§ 課題 1
後に示す項目のうち、「batting」という文字列を含む行をすべて、そのまま写して報告してください。

§ 本文
::::::::

白金台の駅から2分ほどの並木道の中ほどに
「レトルダムール グランメゾン白金」はある。
 
 その界隈では、有名なケーキ屋だ。
「LETTRE D’ AMOUR(レトルダムール)」とは
フランス語で「ラブレター」の意味で、
パティシエの心意気が込められているという。

 インチキフランス語しか知らないわたしには、
「レトルダムール」が「ボン・ジュール」の次に覚えたホンモノのフランス語かもしれない。


「モンペ ト クワ」(農業)
「シッポマデ ア〜ン」(たい焼き)
「ジュッテ・モッタ?」(捕物)
「マダ・モタ〜ン」(捕物その2)
「シャセイ・ジュセイ」(妊娠)


と、こんなものがいままでのわたしの知識である。


文月さんとも真紀さんとも、あやかとも、
この店でお茶をして、上質な時を過ごしたこともあったが、
きょうは、ナナコとナナコの母をつれてきた。

::::::::

§ 課題 2
上の白金のケーキ店を紹介する文章を、最後の一文の後から引き継いで書き進めてください。

§ 演習用項目
::::::::

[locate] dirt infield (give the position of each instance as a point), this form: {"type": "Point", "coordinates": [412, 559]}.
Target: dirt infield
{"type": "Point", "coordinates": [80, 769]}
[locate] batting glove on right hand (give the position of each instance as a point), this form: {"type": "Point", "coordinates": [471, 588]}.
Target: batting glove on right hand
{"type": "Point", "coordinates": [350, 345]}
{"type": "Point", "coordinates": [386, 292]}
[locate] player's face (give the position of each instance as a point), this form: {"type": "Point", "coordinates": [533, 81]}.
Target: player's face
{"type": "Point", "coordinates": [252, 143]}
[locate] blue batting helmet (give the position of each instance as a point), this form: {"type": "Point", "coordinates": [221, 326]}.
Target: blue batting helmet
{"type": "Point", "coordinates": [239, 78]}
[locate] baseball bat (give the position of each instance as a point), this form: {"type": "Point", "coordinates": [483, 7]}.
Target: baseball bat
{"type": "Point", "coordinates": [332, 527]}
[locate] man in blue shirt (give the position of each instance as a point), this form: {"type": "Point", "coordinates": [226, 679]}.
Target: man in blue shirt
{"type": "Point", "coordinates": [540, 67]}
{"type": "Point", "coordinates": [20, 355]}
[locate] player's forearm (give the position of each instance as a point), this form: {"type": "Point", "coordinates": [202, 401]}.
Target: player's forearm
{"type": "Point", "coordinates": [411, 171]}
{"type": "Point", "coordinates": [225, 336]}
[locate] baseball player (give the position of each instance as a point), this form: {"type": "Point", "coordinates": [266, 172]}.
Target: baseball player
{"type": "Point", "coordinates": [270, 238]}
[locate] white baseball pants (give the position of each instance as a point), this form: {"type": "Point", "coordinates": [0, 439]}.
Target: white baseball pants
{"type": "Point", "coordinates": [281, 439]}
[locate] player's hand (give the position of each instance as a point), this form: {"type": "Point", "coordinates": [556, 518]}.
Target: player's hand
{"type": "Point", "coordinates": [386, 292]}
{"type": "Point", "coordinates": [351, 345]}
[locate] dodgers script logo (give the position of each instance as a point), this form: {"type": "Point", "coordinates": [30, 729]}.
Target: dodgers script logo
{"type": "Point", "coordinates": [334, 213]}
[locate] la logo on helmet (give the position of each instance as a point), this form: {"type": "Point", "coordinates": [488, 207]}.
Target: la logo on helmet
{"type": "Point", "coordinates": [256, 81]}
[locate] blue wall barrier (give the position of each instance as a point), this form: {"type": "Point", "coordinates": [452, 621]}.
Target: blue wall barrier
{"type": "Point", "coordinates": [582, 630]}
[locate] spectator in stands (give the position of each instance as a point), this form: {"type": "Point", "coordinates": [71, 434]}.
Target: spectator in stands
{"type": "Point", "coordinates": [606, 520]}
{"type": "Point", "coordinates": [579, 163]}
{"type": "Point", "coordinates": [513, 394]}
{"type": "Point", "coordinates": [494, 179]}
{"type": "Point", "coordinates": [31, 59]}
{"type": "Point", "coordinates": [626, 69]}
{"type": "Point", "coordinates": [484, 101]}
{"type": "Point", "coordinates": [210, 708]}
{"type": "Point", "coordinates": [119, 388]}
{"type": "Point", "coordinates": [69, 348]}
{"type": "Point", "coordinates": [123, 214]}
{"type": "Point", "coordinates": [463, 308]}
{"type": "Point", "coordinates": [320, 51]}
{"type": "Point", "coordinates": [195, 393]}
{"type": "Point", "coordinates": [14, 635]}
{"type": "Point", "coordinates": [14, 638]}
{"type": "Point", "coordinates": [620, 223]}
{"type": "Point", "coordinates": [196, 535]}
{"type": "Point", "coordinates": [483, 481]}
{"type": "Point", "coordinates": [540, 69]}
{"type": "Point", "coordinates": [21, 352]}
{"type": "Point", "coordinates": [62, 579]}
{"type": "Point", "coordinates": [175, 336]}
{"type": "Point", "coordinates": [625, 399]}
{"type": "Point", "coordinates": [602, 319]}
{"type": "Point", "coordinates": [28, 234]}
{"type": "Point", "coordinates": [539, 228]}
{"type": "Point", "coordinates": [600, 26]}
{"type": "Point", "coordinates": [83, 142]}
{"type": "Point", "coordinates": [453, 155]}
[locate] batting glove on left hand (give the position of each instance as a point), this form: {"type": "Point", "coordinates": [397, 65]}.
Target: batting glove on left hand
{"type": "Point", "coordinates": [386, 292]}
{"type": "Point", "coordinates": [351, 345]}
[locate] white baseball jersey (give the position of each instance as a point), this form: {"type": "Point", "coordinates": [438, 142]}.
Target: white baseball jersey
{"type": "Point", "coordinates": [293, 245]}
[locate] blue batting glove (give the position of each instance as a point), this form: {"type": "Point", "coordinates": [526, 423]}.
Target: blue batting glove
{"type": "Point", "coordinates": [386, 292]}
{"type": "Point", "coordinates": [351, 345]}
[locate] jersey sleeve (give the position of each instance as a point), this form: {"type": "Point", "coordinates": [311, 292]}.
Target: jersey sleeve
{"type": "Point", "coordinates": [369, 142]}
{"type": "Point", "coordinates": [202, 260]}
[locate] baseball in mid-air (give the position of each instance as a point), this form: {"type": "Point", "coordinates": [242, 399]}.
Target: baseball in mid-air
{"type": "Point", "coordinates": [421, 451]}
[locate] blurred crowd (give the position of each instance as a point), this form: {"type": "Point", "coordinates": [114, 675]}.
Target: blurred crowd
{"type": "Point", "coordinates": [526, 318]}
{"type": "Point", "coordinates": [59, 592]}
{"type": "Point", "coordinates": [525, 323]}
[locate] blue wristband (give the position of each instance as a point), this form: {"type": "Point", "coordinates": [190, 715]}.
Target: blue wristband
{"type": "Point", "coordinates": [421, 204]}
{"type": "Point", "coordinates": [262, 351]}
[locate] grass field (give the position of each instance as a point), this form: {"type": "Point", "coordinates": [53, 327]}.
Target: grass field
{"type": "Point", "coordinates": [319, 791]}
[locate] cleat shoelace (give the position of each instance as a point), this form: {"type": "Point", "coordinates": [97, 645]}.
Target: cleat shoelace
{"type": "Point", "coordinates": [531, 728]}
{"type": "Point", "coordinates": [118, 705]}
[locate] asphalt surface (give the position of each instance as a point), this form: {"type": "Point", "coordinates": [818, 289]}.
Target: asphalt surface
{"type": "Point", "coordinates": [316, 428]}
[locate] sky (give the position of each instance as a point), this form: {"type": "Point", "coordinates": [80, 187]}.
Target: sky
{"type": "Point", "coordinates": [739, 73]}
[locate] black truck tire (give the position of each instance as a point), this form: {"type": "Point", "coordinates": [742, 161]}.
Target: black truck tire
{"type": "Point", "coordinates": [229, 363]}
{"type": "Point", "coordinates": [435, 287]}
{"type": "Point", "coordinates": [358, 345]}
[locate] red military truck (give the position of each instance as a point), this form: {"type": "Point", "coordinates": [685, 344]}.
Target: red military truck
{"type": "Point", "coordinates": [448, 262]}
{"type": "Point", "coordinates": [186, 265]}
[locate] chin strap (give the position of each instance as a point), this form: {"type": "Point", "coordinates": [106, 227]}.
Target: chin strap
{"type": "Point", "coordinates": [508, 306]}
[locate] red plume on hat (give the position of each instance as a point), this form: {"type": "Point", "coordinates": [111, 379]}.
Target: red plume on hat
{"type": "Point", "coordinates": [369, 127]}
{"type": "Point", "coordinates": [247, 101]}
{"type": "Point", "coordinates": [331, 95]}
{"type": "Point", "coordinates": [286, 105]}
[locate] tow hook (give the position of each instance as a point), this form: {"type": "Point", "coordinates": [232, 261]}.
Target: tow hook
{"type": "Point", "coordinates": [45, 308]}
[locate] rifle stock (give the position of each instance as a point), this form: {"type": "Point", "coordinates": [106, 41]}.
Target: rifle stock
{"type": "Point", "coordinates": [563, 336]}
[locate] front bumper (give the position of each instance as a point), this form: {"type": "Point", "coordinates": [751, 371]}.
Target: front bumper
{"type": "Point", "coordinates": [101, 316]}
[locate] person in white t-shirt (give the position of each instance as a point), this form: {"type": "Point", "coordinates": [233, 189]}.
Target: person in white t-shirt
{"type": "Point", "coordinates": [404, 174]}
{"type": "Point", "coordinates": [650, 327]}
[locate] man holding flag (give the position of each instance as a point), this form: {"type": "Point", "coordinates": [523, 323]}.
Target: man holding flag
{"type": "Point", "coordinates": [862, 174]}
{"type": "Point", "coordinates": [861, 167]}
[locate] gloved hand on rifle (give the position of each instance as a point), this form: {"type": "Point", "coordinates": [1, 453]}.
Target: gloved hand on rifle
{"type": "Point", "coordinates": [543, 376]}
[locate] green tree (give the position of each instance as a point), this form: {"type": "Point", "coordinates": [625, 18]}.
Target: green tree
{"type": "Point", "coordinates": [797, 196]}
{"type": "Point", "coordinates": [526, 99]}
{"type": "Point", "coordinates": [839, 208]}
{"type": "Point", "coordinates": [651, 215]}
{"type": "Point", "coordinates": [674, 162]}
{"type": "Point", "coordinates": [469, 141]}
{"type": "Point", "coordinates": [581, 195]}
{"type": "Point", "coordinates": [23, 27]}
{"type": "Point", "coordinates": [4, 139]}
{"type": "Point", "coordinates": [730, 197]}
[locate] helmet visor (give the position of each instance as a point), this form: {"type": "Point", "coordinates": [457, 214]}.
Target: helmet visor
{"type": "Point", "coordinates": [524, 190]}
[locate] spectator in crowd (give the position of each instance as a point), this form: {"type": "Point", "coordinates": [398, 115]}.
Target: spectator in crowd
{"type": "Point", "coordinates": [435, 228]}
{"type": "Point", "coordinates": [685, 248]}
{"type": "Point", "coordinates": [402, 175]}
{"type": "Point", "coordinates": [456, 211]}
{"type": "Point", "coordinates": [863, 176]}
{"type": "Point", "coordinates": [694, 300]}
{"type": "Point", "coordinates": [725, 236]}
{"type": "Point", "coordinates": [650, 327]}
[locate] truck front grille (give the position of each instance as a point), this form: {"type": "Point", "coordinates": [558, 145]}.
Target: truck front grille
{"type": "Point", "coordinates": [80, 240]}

::::::::

§ 課題の結果 1
[locate] batting glove on right hand (give the position of each instance as a point), this form: {"type": "Point", "coordinates": [471, 588]}.
Target: batting glove on right hand
[locate] blue batting helmet (give the position of each instance as a point), this form: {"type": "Point", "coordinates": [221, 326]}.
Target: blue batting helmet
[locate] batting glove on left hand (give the position of each instance as a point), this form: {"type": "Point", "coordinates": [397, 65]}.
Target: batting glove on left hand
[locate] blue batting glove (give the position of each instance as a point), this form: {"type": "Point", "coordinates": [526, 423]}.
Target: blue batting glove

§ 課題の結果 2
ナナコが大井町というちょっと薄汚れた街のデパートで
チョコレートを買い占めていたのを拾って、
ここまで来たのだ。

われわれは目黒で金垣さんの見舞いの帰りだった。

ナナコもナナコの母も二階にあがるのは
はじめてらしく、きょろきょろしている。

店内は、シロガネーゼの主婦たちでいっぱいだ。

そう広くはない店だが、
外苑西通りの、風で揺れる木々が窓越しにみえて明るい。

わたしは「カネガネーゼ」なのだが、
奮発して、全員にケーキセットを注文した。

ほどなくケーキ登場。

白い皿のちょうど真ん中にちょこんと行儀よく
しかし、あくまで誇らしげに、
そのまわりを、さらさらの砂糖が飾り、
まるで王妃の初夜のようなおもむきでケーキは置かれていた。


ここで、真紀さんなら写メを撮って、
これよって見せるのだが、わたしにそんな技術はない。

想像してもらうしかないのだ。


ナナコの母は、数秒でアイスティーを飲み干し、
王妃を数分でたいらげ、ナナコは、それを横目で見ながら、
時間を楽しむようにケーキにフォークを入れている。


40分間のティータイムを終え、われわれは階下に降りると、
すでに、母はバケットにいくつかの菓子を入れている。

フォンダンショコラも4個入りを買っている。

だが、ナナコの母は一銭も金を持ってきていない。
すべて、わたしの財布から「お足」は出て行くのだ。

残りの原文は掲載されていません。